[Extracted records]
****************************************

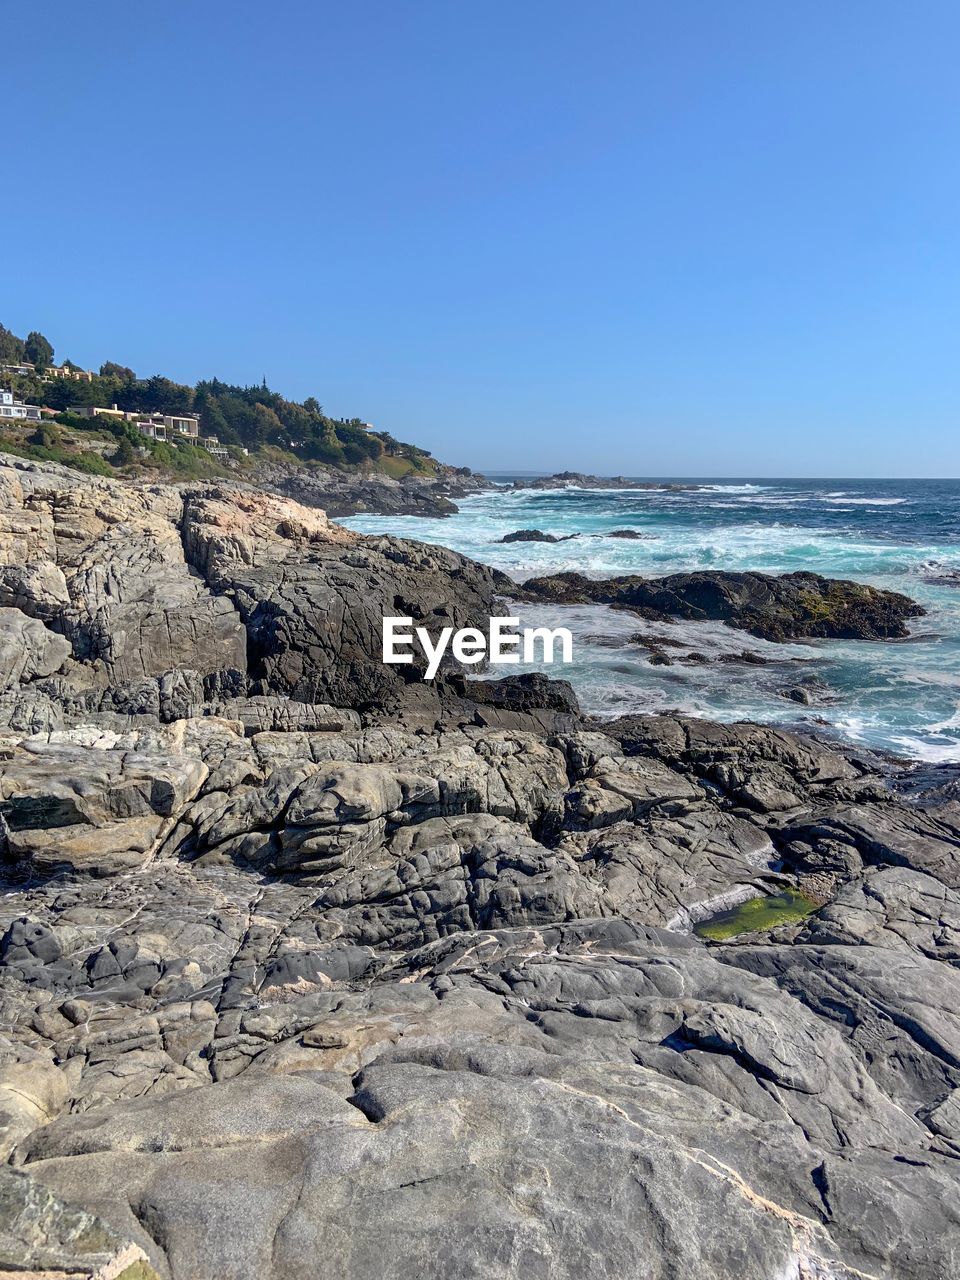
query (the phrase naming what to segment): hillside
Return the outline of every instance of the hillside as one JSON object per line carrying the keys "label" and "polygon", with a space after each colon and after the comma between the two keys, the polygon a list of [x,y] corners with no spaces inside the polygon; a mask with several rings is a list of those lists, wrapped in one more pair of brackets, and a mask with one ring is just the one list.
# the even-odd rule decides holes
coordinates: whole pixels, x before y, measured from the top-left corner
{"label": "hillside", "polygon": [[[70,360],[57,365],[53,345],[43,334],[19,338],[3,325],[0,387],[41,407],[45,418],[39,427],[36,422],[4,422],[0,449],[100,475],[144,469],[185,477],[255,474],[263,462],[292,468],[315,464],[394,480],[452,474],[427,450],[374,431],[359,418],[331,418],[314,396],[289,400],[266,380],[235,386],[211,378],[189,386],[162,374],[137,377],[112,360],[99,371],[82,370]],[[113,406],[147,418],[195,416],[197,440],[176,433],[167,440],[151,439],[135,421],[83,416],[93,408]]]}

****************************************

- [Prompt] Your answer must be the entries repeated exactly, with no pictures.

- [Response below]
query (the phrase naming what to segment): hillside
Return the outline of every instance of the hillside as one JSON object per line carrying the keys "label" and "polygon", with a space after each colon and after the comma between the two keys, the polygon a list of [x,y] corners with no spaces inside the polygon; a mask with several rings is a list of those lists, wrapped in one more pair of brackets, and a mask with one ring is just the one list.
# the even-odd rule decides holes
coordinates: whole pixels, x before y, measured from the top-left corner
{"label": "hillside", "polygon": [[[70,360],[57,365],[53,345],[43,334],[19,338],[3,325],[0,387],[41,407],[45,418],[39,427],[36,422],[4,422],[0,449],[100,475],[144,469],[185,477],[255,474],[263,462],[292,468],[315,464],[394,480],[452,474],[427,450],[374,431],[359,418],[331,418],[314,396],[289,400],[266,380],[235,386],[211,378],[189,386],[162,374],[137,377],[112,360],[99,371],[82,370]],[[113,406],[147,418],[195,416],[197,440],[176,433],[167,440],[151,439],[135,421],[83,416],[93,408]]]}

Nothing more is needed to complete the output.